((

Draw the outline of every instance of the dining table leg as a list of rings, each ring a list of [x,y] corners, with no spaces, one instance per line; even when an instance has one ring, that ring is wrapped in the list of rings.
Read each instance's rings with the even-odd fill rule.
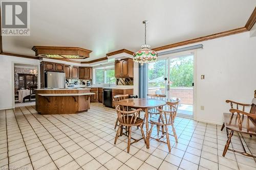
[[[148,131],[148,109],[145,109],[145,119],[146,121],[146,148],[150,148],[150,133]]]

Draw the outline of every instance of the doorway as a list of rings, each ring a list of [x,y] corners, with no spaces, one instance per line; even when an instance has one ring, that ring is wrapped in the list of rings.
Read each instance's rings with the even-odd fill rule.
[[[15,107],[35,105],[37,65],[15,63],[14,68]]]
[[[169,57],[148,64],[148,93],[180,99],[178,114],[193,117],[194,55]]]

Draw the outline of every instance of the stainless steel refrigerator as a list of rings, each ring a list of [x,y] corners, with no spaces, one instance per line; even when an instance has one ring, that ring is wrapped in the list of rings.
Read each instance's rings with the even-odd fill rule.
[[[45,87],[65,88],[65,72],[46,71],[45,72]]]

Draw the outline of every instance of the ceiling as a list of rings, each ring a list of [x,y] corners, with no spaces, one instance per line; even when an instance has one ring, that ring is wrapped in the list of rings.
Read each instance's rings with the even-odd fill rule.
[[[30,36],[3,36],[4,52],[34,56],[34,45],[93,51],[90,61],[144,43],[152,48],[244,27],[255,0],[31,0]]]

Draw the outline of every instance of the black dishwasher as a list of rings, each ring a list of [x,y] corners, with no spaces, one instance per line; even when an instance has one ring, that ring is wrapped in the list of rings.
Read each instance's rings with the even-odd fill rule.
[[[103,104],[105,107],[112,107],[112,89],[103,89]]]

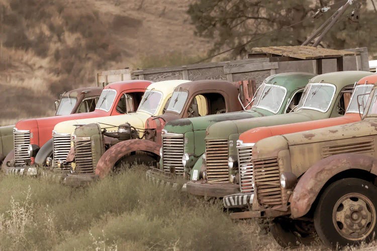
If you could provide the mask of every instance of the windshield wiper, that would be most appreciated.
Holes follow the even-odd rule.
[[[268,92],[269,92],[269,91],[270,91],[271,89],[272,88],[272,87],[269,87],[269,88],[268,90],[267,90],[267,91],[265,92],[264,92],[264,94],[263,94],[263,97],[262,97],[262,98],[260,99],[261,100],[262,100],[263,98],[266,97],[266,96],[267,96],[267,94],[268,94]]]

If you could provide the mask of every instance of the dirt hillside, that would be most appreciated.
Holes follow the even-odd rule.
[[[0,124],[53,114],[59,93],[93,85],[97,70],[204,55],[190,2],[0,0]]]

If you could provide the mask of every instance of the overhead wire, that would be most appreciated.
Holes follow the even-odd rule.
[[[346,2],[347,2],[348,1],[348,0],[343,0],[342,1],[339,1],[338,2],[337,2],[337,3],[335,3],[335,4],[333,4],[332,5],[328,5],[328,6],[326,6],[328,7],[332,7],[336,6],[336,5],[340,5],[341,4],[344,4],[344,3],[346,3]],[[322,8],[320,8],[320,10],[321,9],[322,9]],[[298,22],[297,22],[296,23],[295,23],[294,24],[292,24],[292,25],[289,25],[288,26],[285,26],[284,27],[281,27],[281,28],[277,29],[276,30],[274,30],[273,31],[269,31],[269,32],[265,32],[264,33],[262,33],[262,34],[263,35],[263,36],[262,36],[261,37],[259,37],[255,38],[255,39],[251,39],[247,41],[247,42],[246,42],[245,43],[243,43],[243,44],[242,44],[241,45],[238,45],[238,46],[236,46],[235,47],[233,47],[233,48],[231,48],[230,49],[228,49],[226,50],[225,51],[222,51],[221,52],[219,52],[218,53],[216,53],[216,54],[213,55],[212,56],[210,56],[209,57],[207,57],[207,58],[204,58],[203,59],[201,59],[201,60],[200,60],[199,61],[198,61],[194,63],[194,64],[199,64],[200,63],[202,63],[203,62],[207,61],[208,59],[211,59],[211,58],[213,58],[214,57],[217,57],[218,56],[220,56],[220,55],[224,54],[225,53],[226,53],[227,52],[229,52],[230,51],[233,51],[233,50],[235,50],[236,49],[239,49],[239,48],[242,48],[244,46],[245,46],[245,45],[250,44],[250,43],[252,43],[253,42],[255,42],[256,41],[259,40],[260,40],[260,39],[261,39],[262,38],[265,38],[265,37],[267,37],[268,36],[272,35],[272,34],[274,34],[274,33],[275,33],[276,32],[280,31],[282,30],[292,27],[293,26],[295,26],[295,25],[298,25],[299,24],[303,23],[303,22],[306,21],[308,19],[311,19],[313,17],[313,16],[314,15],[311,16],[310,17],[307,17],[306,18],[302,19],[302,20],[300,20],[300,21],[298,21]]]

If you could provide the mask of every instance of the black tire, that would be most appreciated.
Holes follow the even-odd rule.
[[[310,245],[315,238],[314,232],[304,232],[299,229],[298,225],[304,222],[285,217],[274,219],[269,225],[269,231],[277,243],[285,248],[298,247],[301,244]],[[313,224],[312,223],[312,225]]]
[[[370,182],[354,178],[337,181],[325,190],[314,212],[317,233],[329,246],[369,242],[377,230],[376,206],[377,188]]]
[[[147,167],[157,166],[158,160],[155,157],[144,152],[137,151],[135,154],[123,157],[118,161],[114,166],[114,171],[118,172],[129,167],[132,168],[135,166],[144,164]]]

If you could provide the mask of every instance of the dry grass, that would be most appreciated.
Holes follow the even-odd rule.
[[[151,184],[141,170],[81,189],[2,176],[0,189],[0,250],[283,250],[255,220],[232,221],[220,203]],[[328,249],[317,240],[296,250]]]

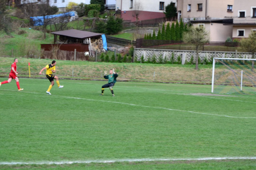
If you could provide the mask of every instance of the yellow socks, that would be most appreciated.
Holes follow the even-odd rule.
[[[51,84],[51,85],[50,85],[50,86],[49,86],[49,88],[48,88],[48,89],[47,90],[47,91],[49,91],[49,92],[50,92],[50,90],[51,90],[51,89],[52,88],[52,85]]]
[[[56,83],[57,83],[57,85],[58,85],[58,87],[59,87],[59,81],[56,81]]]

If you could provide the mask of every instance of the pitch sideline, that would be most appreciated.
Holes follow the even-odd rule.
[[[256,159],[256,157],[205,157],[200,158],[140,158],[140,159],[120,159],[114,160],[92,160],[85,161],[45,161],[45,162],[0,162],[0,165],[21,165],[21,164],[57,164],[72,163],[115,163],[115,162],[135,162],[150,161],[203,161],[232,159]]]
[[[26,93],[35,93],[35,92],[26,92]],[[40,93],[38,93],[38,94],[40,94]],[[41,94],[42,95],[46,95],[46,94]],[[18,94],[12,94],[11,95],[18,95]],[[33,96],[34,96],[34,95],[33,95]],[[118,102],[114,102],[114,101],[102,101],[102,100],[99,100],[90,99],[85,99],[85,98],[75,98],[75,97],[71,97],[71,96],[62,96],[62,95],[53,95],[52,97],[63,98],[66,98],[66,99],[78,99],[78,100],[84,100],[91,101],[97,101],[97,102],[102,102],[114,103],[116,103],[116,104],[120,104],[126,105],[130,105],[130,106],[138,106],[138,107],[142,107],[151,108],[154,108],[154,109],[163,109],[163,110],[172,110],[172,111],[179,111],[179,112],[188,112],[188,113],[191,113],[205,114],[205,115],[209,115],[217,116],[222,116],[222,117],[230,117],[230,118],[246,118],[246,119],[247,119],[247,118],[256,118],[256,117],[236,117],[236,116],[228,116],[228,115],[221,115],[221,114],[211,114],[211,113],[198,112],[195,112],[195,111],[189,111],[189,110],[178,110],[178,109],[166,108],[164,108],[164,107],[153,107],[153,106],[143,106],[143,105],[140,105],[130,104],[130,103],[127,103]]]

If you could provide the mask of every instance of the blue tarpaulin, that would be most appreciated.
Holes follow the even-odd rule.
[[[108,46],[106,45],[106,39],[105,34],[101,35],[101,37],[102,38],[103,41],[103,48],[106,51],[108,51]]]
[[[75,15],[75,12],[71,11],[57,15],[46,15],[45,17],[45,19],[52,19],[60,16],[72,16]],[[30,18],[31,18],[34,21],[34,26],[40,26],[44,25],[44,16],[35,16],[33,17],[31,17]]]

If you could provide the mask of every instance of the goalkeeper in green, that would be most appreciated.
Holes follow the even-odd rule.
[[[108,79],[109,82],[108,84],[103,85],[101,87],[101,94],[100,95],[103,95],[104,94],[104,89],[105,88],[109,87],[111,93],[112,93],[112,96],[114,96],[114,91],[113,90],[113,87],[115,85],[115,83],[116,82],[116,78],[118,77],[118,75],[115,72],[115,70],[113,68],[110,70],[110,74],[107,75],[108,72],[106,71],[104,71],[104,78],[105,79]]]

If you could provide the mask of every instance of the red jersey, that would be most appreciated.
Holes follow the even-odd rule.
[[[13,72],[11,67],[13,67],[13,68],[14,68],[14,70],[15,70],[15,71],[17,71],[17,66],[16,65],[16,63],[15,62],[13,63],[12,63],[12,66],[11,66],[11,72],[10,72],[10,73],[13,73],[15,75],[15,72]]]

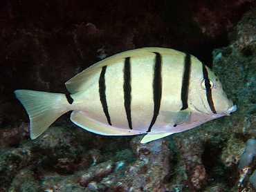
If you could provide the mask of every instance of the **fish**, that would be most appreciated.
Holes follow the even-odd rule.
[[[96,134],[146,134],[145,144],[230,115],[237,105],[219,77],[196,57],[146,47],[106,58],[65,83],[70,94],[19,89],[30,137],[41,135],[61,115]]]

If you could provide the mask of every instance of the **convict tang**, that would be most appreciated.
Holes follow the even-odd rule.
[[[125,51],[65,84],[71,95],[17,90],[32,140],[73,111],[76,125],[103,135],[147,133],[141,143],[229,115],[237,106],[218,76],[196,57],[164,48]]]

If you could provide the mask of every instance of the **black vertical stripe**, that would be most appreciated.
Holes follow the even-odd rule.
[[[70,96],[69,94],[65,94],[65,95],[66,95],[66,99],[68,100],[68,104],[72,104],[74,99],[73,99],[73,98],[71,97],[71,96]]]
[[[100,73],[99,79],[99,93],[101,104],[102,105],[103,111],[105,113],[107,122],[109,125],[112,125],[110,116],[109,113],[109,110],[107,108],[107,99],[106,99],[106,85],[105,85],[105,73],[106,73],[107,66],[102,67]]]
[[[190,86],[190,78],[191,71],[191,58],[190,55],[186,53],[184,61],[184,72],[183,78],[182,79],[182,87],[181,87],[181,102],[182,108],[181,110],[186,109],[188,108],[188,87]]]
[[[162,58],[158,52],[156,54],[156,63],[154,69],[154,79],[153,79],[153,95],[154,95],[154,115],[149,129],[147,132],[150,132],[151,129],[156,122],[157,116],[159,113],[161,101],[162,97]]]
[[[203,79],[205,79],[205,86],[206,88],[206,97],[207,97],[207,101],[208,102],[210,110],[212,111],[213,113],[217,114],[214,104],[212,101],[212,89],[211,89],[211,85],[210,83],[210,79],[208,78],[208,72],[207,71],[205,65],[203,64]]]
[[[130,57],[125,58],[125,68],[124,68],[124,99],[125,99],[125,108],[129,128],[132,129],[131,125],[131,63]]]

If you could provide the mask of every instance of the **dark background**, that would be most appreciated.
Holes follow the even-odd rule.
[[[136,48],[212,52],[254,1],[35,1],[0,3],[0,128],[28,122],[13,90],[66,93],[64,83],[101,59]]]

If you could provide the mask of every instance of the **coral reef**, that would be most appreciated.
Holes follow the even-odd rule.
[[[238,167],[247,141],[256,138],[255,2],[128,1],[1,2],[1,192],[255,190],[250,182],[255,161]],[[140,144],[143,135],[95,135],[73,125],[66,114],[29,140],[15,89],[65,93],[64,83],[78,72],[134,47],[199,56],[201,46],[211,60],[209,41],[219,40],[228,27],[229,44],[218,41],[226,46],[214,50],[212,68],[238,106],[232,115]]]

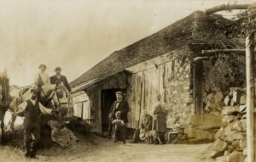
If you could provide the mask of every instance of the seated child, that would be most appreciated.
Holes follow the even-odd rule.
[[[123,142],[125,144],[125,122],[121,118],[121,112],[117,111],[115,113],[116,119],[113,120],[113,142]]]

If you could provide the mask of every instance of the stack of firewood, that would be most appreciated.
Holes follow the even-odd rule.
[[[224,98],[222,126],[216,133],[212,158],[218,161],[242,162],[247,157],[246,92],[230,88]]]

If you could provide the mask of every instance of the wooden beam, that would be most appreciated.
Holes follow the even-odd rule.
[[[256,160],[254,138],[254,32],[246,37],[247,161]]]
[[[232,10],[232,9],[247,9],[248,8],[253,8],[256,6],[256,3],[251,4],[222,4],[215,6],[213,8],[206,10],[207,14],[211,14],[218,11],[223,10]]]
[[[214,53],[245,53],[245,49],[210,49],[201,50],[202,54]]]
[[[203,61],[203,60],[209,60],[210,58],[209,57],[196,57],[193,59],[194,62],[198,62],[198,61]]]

))

Brief >>
Reproduce the records above, starting at the line that contains "firewood, that would be most appreciated." and ending with the last line of the records, keeping every request line. In the answers, offset each x and y coordinate by adding 54 to it.

Written solution >>
If you could provide the mask of every instance of the stack of firewood, that would be most appreciated.
Holes follow the even-odd rule.
[[[278,152],[276,180],[270,187],[266,212],[272,215],[296,216],[301,211],[300,146],[284,142]]]

If you could provide the mask of every instance of the wooden beam, that would be most appreciated.
Holes follow the even-odd rule.
[[[310,214],[308,192],[308,86],[300,91],[301,215]]]
[[[286,64],[286,63],[301,63],[302,62],[307,62],[310,60],[310,57],[305,58],[276,58],[269,60],[267,62],[260,64],[261,68],[265,68],[272,65],[277,64]]]
[[[268,107],[299,107],[299,103],[264,103],[255,104],[256,108]]]
[[[257,115],[257,114],[263,114],[264,112],[263,111],[250,111],[247,113],[248,116],[252,116],[252,115]]]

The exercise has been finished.